Retype the items word for word, from the line containing "Thank you for the photo. Could you please identify the distant" through the end of the items, inclusive.
** start **
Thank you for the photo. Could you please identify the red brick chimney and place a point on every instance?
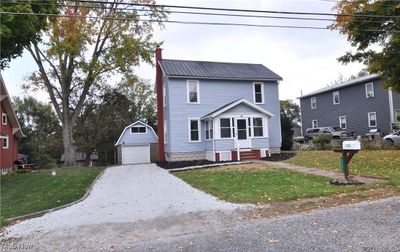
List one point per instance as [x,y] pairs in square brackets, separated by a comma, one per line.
[160,105]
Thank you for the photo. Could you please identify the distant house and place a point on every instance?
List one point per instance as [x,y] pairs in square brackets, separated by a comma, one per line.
[359,106]
[10,130]
[137,144]
[216,111]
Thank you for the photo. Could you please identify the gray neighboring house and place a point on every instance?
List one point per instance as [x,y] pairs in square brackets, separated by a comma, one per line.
[137,144]
[358,106]
[216,111]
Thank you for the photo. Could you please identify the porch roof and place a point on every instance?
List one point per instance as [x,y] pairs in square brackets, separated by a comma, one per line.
[233,104]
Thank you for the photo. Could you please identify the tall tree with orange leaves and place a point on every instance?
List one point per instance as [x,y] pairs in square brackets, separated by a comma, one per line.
[373,27]
[87,44]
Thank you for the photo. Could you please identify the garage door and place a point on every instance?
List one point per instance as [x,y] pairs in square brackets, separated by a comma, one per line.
[136,154]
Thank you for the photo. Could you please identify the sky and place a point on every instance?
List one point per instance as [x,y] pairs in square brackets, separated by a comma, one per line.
** end **
*RESULT OF THIS TASK:*
Thank you for the photo. Could you please identify the distant house and place a point on every instance?
List one point per instance as [x,y] pairs in square brackets, separated by a comma, one per line.
[359,106]
[10,130]
[137,144]
[216,111]
Thank you for the photo. Could you please identify the gray neighboring house and place a point on every instance?
List one point per instance as [x,y] pairs in square brackets, separated by a comma, one per line.
[137,144]
[358,106]
[216,111]
Thank you for the photo. Could you please identify the porch roof and place a point on every instance?
List one point per instance as [x,y] pairs in square brackets, separated by a comma, one per line.
[233,104]
Thank you for the photo. Could you please identify the tall tree with orange leaves and place a point on every instance?
List one point per instance as [x,y] pairs in square brackets, separated by a comma, one per line.
[373,27]
[87,44]
Thank you for the photo. Could you please identify the garage door and place a point on every instance?
List one point per instance as [x,y] pairs in square brackets, separated by a comma, one per line.
[136,154]
Thank you for the photo. Could you please identify the sky and place a point on every instance?
List one point per instance as [x,y] pairs in square brackets, separated by a comma, one per line.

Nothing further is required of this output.